• [Tâche à réaliser 1]:
Condensez sous forme de liste le paragraphe de l’article sur M’Hamed Azzouz qui commence par « Pour d’autres vendeurs de presse », en conservant ses faits principaux.
• [Tâche à réaliser 2]:
Prolongez l’article sur M’Hamed Azzouz à partir de sa dernière phrase.

Canalblog
Editer l'article Suivre ce blog Administration + Créer mon blog
Publicité
101e km
1 octobre 2021

AZZOUZ, marchand de journaux à Belleville (Paris) et un vrai ami

M'Hamed Azzouz, dernier marchand de journaux et "mémoire de Belleville", à Paris

Depuis 30 ans, M’Hamed Azzouz vend des journaux dans sa boutique de Belleville. Dernier marchand de presse du quartier, ce personnage est une mémoire de cette vie bellevilloise.

 

Par Rédaction Île de France Publié le 26 Sep 21 à 8:32 

https://actu.fr/ile-de-france/paris_75056/portrait-m-hamed-azzouz-dernier-marchand-de-journaux-de-belleville-a-paris_45177718.html

 

« 2, 3, 5, 10… et 20 centimes ! Merci ! » Ce mardi de septembre à 16 heures, le va et vient des clients ralentit. Ouvert depuis 7 heures du matin, M’Hamed Azzouz dit ZZZ – prononcé Zède-Zède par ses plus proches clients – fait preuve de son entrain habituel. Debout derrière son comptoir de papier, il répète les mêmes gestes depuis 1990 – l’année où il a racheté la boutique de presse située dans le 20ème arrondissement de Paris.

« Je suis au courant de tout, avant les radios »

Ce jour-là, il a encore quatre heures de boulot devant lui. Et rebelote jusqu’à dimanche. « Je suis bien obligé, les gens veulent leur journal. » À 62 ans, air rieur plaqué sur le visage, il tient à maintenir en vie une profession en déclin. « En mutation défavorable », dit-il.

Pour d’autres vendeurs de presse, la journée commence par la livraison des journaux. Mais M’Hamed, lui, tient à récupérer lui-même sa marchandise au dépôt de Bobigny. Sa route est longue – 47 kilomètres exactement – puisqu’il débarque chaque matin de Soignolles-en-Brie (Seine-et-Marne). Et la journée commence tôt, très tôt. « 6 heures, 6h30 quand je lève le pied », dit-il en grattant son crâne dégarni. Avant de se rendre à la boutique, il livre quelques canards aux bistrots et tabacs de proximité, notamment au Mistral. Un rituel.

Arrivé à La Fée Carabine, nom de l’échoppe rue des Pyrénées, il doit débuter la mise en place. Azzouz donne ce nom à son magasin, avec l’accord de Gallimard, en hommage à son ami Daniel Pennac. Ex bellevillois, l’auteur y achetait le journal chaque matin. « C’est un hommage que je lui rends, il en est très touché ! » En plus, Azzouz est sûr d’être la première librairie à porter ce nom. La mise en place ralentit. Avant d’ouvrir son antre, Azzouz lit.

• [Données extraites]:
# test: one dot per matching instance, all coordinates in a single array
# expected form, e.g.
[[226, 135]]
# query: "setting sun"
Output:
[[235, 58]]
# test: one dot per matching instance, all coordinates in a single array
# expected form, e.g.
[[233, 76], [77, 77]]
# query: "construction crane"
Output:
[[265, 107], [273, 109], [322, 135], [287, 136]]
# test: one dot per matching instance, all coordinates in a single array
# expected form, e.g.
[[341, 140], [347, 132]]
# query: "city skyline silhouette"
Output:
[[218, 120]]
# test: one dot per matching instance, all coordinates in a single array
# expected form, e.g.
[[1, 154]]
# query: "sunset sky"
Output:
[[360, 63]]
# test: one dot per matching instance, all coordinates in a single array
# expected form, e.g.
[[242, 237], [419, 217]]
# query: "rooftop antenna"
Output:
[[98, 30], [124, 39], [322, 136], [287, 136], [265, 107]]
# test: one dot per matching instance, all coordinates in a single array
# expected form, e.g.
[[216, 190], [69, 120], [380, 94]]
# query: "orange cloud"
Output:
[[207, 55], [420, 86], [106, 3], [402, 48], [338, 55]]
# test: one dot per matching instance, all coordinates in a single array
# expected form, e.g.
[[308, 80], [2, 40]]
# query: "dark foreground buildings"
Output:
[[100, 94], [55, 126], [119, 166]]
---
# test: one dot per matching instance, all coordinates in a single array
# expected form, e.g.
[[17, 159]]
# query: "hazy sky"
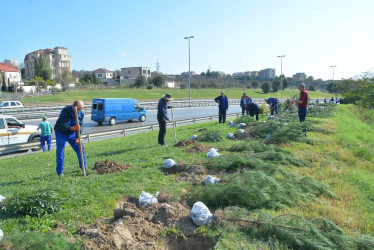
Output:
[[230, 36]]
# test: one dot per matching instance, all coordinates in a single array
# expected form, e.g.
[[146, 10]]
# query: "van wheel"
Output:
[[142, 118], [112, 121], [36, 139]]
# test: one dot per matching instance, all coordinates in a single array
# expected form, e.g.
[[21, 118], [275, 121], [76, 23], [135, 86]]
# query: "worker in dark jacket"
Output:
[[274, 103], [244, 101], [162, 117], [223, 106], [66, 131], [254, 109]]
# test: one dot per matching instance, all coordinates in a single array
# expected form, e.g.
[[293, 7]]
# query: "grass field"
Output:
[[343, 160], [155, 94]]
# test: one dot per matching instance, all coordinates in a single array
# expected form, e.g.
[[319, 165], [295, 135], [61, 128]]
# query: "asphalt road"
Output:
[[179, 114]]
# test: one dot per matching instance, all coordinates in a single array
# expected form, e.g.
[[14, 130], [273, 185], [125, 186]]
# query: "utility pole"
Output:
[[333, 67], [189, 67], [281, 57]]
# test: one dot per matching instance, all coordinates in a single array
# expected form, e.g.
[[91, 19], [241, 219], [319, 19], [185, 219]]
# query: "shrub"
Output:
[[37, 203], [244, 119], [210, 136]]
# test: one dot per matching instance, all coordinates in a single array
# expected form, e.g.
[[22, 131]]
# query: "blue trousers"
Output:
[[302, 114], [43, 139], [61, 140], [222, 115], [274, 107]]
* * *
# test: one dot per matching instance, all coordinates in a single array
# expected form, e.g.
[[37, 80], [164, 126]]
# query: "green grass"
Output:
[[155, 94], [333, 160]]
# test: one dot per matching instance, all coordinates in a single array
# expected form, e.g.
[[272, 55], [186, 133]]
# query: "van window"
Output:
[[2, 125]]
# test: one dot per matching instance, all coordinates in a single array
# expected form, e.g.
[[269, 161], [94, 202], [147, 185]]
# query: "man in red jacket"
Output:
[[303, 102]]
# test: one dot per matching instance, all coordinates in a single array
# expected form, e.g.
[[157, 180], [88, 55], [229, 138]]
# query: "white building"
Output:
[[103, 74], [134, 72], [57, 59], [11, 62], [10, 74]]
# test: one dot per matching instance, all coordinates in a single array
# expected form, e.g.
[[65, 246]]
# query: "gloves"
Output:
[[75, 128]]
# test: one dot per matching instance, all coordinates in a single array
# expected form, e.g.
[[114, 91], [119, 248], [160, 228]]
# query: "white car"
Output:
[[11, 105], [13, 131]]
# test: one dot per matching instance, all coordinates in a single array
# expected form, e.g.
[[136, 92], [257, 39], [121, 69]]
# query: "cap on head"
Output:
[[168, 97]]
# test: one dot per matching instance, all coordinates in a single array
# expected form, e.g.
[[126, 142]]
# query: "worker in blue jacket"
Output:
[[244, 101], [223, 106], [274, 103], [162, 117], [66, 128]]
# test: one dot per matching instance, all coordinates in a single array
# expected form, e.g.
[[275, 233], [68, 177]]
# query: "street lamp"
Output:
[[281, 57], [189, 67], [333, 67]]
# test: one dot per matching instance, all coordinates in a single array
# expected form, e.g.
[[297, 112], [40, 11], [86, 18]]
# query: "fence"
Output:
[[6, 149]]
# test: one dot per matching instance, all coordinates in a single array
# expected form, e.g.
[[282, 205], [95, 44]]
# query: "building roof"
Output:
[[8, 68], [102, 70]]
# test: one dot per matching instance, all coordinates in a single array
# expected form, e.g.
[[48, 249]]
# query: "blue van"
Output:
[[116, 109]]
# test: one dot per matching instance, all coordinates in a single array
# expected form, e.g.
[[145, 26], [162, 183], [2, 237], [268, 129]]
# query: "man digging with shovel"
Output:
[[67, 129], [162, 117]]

• [Réponse 1]:
- Contrairement à d’autres vendeurs de presse, qui sont livrés, M’Hamed récupère lui-même ses journaux au dépôt de Bobigny.
- Il fait chaque matin une longue route de 47 kilomètres depuis Soignolles-en-Brie (Seine-et-Marne).
- Sa journée commence à 6 heures, ou à 6 h 30 quand il « lève le pied ».
- Avant de rejoindre la boutique, il livre quelques journaux aux bistrots et tabacs voisins, notamment au Mistral, selon un rituel.

• [Réponse 2]:
En jogging, avec un gilet en mailles grises et une paire de tongs, il prépare « sa drogue », sa revue de presse. Une habitude qui fait de lui un fin connaisseur de l’actu, auprès de sa clientèle. Féru de lecture, il a ses titres préférés : La Croix et l’Humanité. Deux quotidiens qui ont toujours « une info qui sort du lot ». Marianne, au contraire, il « déteste ».

Parle moi d’une info et je saurais te donner le journal correspondant. Je suis au courant de tout, moi. Je suis au courant de tout, même avant les radios.

Il sait que Le Parisien du jour est sous le Libé d’avant-hier

Sa vitrine colle toujours à l’actualité. Cette fois-ci : le dernier hors-série de Télérama, une Une du Monde sur la vaccination et encore quelques hommages à Belmondo. Peu importe si la devanture met en avant un titre choc, autrement-dit d’extrême droite. « Si je devais satisfaire tout le monde, on ne verrait que les murs. » Il affiche ce qu’il aime, « ce qui fait débat », et ça marche. Pas forcément accueillante, sa boutique attise la curiosité.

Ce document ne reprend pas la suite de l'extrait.